■ **Stated task**
Copy every entry below word for word, keeping each line unchanged.

■ **Input for this task**
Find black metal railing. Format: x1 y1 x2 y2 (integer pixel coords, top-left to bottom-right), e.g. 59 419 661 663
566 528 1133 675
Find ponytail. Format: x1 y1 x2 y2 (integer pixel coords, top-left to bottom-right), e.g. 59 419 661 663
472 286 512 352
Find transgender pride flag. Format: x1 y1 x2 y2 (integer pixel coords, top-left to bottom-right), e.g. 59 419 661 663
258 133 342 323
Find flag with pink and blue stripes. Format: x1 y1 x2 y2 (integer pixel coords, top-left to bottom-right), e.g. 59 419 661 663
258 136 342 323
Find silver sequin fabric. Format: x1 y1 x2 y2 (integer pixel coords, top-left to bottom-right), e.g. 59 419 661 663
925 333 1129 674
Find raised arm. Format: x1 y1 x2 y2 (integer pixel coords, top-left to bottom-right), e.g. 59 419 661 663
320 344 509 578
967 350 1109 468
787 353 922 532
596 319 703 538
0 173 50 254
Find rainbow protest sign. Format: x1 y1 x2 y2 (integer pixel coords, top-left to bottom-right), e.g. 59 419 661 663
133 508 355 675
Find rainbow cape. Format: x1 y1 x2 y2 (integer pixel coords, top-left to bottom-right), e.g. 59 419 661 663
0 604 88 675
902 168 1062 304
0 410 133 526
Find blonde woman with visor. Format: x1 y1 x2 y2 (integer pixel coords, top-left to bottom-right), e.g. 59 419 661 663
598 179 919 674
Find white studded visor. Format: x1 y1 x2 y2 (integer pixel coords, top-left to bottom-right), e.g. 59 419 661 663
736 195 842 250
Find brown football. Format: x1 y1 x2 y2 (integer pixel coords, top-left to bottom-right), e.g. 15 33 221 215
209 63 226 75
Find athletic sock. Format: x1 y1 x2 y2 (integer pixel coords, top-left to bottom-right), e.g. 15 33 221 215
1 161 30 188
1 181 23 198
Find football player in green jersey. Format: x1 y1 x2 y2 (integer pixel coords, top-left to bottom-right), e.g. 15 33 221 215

■ **Task result**
Find black metal railing. Format: x1 y1 x2 y2 (integer pixel coords, top-left to bottom-right), e.g. 59 419 661 663
566 528 1133 675
Find ponytail. Format: x1 y1 x2 y2 (integer pixel coords, top-left to bottom-right), e.g. 59 419 661 663
472 286 512 352
Find transgender pride flag. Format: x1 y1 x2 y2 (integer pixel coords, top-left to bottom-right), e.g. 59 419 661 663
258 133 342 323
Find flag with pink and blue stripes. Format: x1 y1 x2 y2 (integer pixel coords, top-left to bottom-right), e.g. 59 419 661 663
258 136 342 323
Find silver sequin fabric. Format: x1 y1 x2 y2 (integer pixel coords, top-left to bottom-right), e.g. 59 419 661 663
925 333 1129 674
Find raised arm. Format: x1 y1 x2 y2 (integer pixel coords, top-left to bottom-right), e.g. 59 419 661 663
320 344 509 578
967 350 1109 468
787 353 922 532
596 319 703 538
0 173 50 254
Find rainbow protest sign. Format: x1 y1 x2 y2 (integer pixel coords, top-left to bottom-right), e.g. 59 419 661 663
133 508 355 675
Find rainbow cape. Format: x1 y1 x2 y2 (integer pixel coords, top-left to bottom-right), e.g. 59 419 661 663
0 604 88 675
902 168 1062 304
0 410 133 526
Find blonde woman with visor. Format: x1 y1 x2 y2 (integer pixel coords, top-left to bottom-right), e.g. 59 419 661 663
598 179 919 674
Find white studded visor. Format: x1 y1 x2 y2 (integer pixel coords, top-left to bottom-right), e.g. 59 419 661 663
736 195 842 250
Find brown football. Format: x1 y1 x2 y2 (integer pixel coords, top-left to bottom-right), e.g. 15 33 221 215
209 63 226 75
Find athletic sock. Format: x1 y1 x2 y2 (integer pixel coords, top-left to bottom-right), e.g. 15 33 221 215
1 161 30 188
1 181 23 198
Find football player in green jersey. Format: x1 y1 x2 y2 (integer pixel coords, top-left to bottom-right), e.g. 15 33 221 215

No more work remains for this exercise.